* **EXERCISE DESCRIPTION**:
Copy every line of the records from the start through the line containing "[(60, 299)]", inclusive, shifting each coordinate in the answers by adding 33 to it. Leave the pictures out.

═══ DATA FOR THIS EXERCISE

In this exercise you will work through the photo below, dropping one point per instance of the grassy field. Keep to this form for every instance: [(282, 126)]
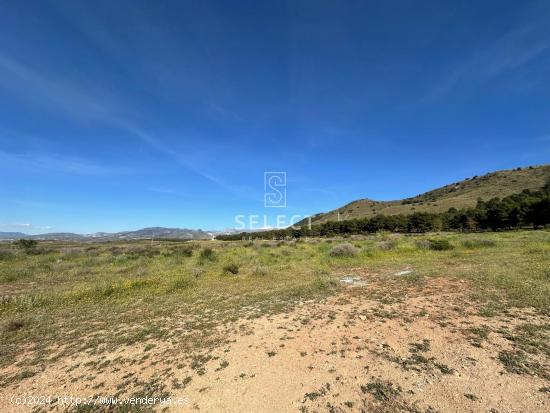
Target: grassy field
[(60, 299)]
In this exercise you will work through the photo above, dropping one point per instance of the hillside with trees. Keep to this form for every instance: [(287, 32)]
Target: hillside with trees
[(463, 194)]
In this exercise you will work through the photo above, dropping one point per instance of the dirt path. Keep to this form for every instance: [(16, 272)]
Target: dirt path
[(422, 350)]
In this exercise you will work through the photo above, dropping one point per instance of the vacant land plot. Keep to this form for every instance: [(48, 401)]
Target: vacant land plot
[(385, 323)]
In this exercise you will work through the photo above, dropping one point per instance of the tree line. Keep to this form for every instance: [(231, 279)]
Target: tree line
[(527, 208)]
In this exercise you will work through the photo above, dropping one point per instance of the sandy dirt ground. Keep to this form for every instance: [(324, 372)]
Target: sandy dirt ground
[(408, 350)]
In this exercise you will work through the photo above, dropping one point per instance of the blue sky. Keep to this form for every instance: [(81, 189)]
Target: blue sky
[(126, 114)]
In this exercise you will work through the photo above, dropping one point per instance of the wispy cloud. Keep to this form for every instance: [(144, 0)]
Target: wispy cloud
[(510, 52), (26, 226), (73, 100), (57, 163)]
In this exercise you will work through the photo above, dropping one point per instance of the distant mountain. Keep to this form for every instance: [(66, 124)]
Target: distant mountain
[(145, 233), (460, 194), (12, 235)]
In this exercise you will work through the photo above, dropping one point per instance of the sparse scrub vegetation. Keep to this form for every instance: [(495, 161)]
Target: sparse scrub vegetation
[(162, 295), (231, 268), (207, 254), (344, 250)]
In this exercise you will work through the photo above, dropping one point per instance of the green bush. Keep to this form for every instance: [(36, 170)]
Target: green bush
[(6, 255), (231, 268), (260, 270), (478, 243), (207, 254), (434, 244), (387, 245), (26, 244), (344, 250)]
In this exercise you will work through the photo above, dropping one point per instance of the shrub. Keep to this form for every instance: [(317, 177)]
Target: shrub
[(207, 254), (14, 325), (135, 253), (6, 255), (344, 250), (231, 268), (26, 244), (434, 244), (186, 251), (478, 243), (260, 270), (196, 272), (387, 245)]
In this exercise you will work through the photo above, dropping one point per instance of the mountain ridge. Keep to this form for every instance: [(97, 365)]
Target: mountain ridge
[(143, 233), (461, 194)]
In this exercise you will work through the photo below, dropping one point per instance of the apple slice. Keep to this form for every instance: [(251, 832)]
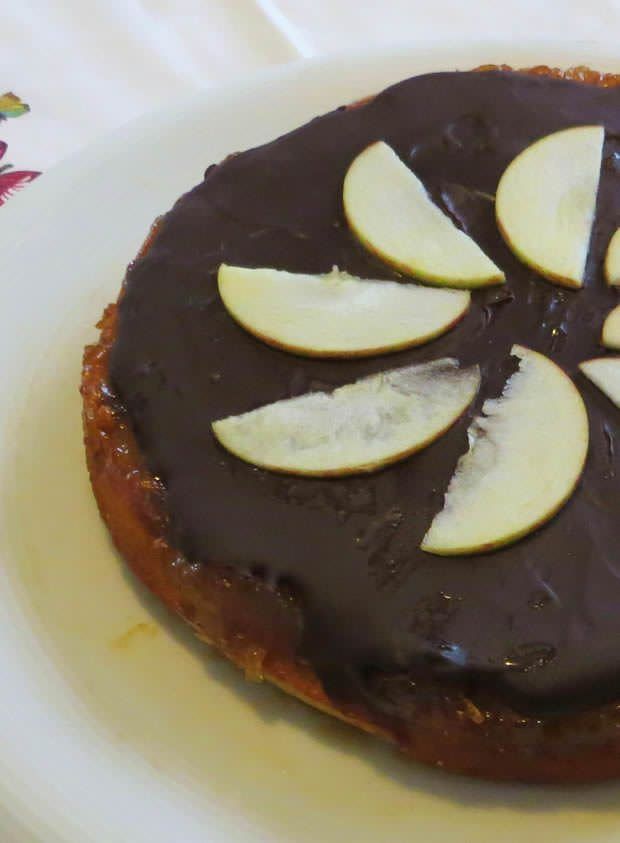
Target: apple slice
[(336, 315), (546, 200), (391, 213), (612, 261), (611, 330), (527, 451), (359, 427), (604, 372)]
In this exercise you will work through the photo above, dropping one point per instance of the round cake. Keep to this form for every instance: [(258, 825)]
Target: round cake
[(503, 664)]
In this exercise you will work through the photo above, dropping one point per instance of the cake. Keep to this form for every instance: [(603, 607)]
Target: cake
[(503, 664)]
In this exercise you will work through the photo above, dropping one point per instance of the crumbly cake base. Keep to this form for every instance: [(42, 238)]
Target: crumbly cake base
[(259, 629)]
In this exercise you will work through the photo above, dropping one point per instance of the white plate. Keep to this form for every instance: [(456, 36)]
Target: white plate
[(115, 725)]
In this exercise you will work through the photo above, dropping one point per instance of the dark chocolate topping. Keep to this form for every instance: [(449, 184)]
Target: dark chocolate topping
[(539, 621)]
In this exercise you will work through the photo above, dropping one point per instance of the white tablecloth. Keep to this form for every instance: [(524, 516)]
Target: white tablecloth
[(87, 66)]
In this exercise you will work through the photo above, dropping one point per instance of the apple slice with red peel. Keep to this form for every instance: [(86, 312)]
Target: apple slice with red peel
[(527, 451), (360, 427), (390, 212), (611, 330), (546, 200), (612, 261), (604, 372), (336, 315)]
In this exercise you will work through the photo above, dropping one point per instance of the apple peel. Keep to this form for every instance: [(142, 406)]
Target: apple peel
[(604, 372), (526, 454), (357, 428), (336, 314), (390, 212), (546, 200)]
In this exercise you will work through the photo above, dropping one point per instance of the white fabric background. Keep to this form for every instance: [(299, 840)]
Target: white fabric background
[(87, 66)]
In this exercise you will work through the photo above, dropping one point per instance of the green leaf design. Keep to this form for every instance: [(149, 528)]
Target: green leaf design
[(12, 106)]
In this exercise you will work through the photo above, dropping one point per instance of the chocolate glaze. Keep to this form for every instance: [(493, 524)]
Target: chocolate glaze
[(537, 622)]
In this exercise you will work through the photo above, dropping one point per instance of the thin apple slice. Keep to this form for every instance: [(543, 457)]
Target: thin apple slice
[(359, 427), (546, 200), (612, 260), (391, 213), (611, 330), (336, 315), (527, 451), (604, 372)]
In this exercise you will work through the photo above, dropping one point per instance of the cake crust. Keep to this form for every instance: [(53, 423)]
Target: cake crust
[(259, 629)]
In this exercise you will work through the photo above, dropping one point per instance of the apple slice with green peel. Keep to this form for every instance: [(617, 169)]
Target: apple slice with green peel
[(604, 372), (611, 330), (359, 427), (390, 212), (526, 454), (612, 261), (546, 199), (336, 315)]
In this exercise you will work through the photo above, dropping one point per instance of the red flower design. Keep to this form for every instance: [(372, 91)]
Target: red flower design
[(12, 180)]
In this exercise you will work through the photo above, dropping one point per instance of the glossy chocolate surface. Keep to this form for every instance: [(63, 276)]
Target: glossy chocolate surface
[(537, 622)]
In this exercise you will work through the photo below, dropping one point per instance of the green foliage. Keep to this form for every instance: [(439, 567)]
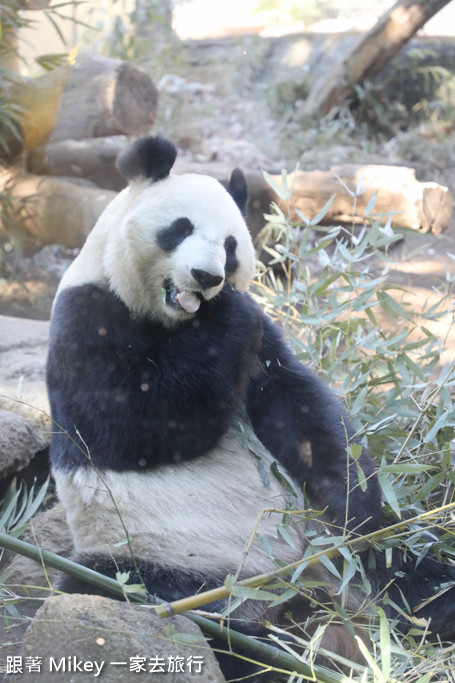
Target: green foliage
[(330, 288), (19, 506)]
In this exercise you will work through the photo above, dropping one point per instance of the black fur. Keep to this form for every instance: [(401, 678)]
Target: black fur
[(304, 426), (232, 263), (238, 189), (151, 158), (169, 238), (130, 386)]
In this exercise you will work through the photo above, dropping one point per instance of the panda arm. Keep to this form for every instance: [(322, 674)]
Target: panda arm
[(305, 428), (140, 395)]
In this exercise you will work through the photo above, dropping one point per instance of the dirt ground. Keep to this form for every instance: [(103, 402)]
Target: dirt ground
[(228, 101)]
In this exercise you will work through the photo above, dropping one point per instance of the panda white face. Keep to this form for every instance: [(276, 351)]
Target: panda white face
[(183, 238), (166, 243)]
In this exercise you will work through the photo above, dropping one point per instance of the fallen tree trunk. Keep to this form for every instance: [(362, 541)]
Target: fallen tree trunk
[(56, 211), (372, 52), (52, 210), (95, 97), (416, 205), (93, 159)]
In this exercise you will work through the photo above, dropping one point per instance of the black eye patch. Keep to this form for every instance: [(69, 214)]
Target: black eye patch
[(169, 238), (232, 263)]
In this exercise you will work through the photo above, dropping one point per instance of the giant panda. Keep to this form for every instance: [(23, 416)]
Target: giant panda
[(175, 399)]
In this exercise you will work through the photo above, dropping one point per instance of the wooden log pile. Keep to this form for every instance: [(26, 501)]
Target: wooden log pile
[(76, 119), (73, 122)]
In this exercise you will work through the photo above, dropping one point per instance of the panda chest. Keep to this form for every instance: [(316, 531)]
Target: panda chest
[(180, 513)]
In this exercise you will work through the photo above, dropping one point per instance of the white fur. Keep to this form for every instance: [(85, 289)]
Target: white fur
[(196, 514), (121, 252)]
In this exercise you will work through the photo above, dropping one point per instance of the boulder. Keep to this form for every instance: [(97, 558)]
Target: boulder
[(20, 440), (23, 350), (80, 637)]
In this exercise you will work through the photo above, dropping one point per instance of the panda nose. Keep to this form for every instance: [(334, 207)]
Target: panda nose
[(206, 280)]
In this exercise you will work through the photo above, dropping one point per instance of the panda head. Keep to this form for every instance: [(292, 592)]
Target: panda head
[(174, 241)]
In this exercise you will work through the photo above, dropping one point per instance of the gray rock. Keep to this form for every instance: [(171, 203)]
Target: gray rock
[(76, 631), (20, 440), (23, 350)]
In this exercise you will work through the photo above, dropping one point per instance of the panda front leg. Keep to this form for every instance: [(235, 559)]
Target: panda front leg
[(303, 425)]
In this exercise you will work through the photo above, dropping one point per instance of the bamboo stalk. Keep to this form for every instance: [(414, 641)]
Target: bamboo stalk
[(220, 593), (277, 658)]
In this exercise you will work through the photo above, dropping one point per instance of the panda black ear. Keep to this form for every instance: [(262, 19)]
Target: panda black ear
[(151, 158), (238, 189)]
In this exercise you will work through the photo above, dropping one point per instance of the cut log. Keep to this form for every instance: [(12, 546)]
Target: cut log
[(105, 97), (416, 205), (56, 211), (92, 159), (53, 211), (410, 203), (372, 52), (96, 97)]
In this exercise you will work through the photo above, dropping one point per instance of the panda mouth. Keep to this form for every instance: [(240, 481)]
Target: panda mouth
[(181, 299)]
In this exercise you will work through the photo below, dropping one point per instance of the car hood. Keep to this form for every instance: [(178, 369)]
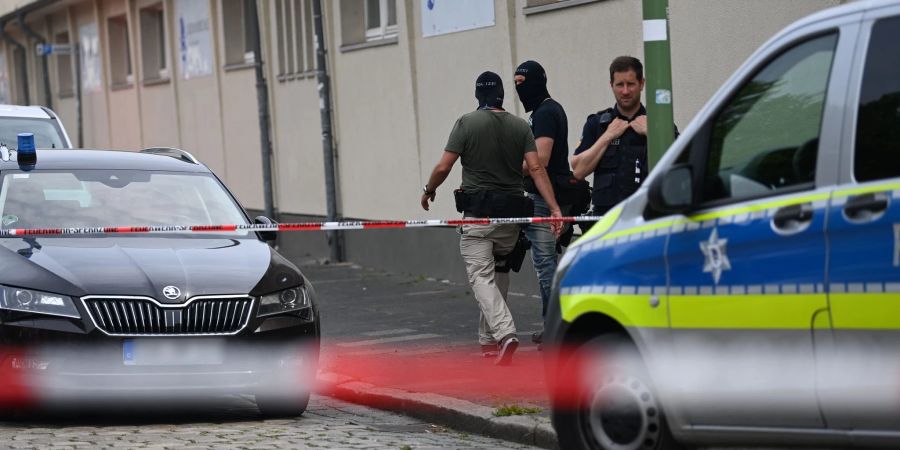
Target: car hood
[(136, 266)]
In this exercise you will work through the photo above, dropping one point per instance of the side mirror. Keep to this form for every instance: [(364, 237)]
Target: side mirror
[(673, 192), (267, 236)]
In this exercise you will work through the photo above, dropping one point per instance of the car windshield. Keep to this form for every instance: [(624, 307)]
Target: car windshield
[(46, 134), (95, 198)]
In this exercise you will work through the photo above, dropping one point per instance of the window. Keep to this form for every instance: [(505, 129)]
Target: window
[(368, 23), (381, 19), (64, 78), (878, 123), (294, 25), (102, 197), (767, 137), (236, 17), (119, 51), (153, 43)]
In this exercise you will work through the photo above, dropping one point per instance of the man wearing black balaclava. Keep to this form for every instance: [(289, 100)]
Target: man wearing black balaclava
[(550, 128), (493, 146)]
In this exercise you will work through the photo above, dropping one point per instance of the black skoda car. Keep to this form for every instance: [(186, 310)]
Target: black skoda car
[(146, 316)]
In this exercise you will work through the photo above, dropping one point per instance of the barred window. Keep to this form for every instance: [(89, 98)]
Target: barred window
[(294, 25)]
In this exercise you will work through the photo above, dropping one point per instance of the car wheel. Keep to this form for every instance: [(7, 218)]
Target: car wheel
[(287, 406), (614, 407)]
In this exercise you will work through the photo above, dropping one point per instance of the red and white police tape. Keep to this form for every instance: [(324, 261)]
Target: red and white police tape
[(298, 226)]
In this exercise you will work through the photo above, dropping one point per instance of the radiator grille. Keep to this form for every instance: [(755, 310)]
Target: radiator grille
[(138, 317)]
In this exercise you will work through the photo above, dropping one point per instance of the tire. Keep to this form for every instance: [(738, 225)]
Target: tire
[(289, 406), (614, 407)]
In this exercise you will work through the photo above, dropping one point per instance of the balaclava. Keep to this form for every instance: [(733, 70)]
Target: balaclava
[(489, 90), (533, 90)]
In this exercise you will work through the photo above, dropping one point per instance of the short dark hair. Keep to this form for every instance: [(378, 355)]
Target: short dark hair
[(624, 64)]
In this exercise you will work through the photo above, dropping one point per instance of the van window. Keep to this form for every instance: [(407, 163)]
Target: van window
[(878, 121), (767, 137)]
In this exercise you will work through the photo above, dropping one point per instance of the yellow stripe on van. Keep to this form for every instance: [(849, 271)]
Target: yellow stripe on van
[(603, 226), (759, 207), (781, 311), (628, 310), (874, 311)]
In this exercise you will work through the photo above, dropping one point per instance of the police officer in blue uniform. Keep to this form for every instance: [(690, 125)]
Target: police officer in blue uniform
[(614, 141)]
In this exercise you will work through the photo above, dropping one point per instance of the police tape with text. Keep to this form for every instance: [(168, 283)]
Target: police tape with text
[(298, 226)]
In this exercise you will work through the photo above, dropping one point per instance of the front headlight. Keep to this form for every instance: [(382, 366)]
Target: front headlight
[(26, 300), (284, 301)]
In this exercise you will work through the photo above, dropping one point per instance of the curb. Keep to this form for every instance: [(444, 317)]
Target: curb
[(452, 412)]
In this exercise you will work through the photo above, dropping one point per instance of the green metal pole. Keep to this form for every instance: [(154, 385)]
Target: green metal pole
[(658, 72)]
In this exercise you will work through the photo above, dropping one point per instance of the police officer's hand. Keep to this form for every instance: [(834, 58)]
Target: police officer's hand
[(556, 227), (639, 125), (615, 129), (425, 197)]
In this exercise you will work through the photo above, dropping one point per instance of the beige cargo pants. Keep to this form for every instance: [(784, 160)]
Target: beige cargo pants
[(478, 244)]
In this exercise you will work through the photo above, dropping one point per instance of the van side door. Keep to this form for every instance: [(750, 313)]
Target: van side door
[(859, 375), (747, 270)]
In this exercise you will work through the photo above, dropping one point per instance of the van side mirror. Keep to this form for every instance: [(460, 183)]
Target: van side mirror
[(267, 236), (673, 192)]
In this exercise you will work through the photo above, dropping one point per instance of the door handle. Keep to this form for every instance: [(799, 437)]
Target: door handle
[(866, 206), (793, 218)]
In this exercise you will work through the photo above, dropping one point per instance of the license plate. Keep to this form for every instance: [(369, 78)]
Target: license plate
[(172, 352)]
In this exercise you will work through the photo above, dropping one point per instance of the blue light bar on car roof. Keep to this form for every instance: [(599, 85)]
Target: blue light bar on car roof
[(25, 153)]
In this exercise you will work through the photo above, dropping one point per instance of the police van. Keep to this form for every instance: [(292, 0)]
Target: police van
[(749, 292)]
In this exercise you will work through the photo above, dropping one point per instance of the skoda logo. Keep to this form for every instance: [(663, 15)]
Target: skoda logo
[(171, 292)]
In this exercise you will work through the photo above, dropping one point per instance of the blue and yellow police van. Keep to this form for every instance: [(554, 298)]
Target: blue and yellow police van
[(749, 292)]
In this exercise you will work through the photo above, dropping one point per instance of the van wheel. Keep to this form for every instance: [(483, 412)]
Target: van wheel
[(291, 406), (615, 407)]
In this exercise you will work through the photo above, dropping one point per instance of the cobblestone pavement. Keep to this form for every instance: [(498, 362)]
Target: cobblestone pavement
[(235, 423)]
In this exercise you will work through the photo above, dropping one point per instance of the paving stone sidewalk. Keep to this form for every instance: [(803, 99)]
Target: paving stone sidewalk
[(406, 343)]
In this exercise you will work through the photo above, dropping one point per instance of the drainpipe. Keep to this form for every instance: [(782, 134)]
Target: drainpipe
[(22, 76), (48, 96), (76, 52), (334, 237), (658, 59), (262, 100)]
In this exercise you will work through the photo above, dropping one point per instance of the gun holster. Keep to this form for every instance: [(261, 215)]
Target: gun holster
[(513, 260)]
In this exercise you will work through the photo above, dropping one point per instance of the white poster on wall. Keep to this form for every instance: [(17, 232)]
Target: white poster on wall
[(91, 65), (4, 80), (450, 16), (194, 38)]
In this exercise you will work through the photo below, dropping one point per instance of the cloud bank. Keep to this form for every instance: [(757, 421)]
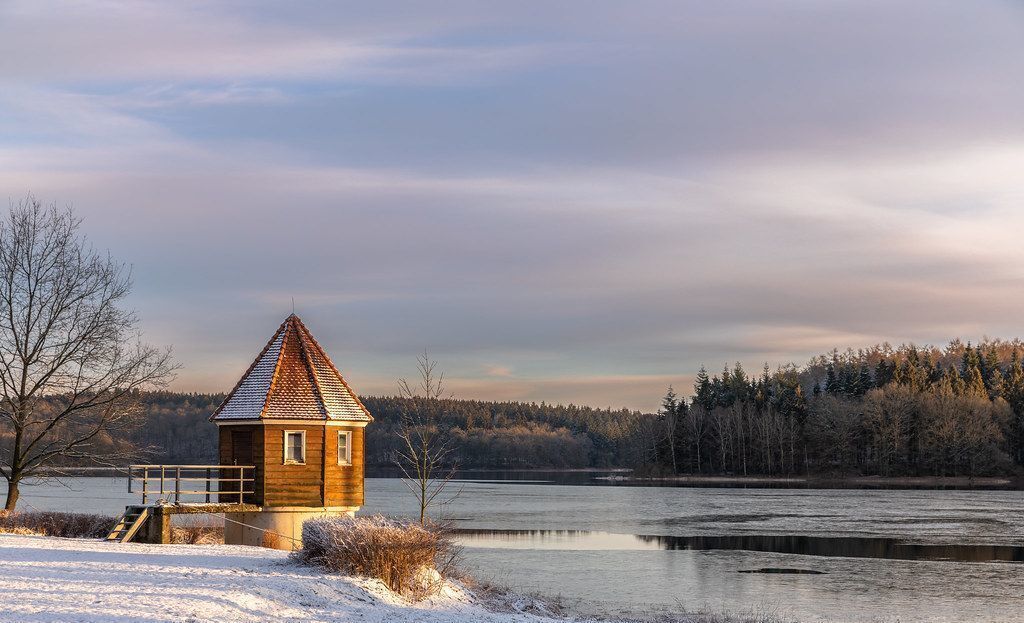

══════

* **FINAL RESULT**:
In this exercise you will work through the photo below, dropping one point per instance of the grassy field. Keep to this form for every instance: [(282, 126)]
Target: grassy field
[(93, 332)]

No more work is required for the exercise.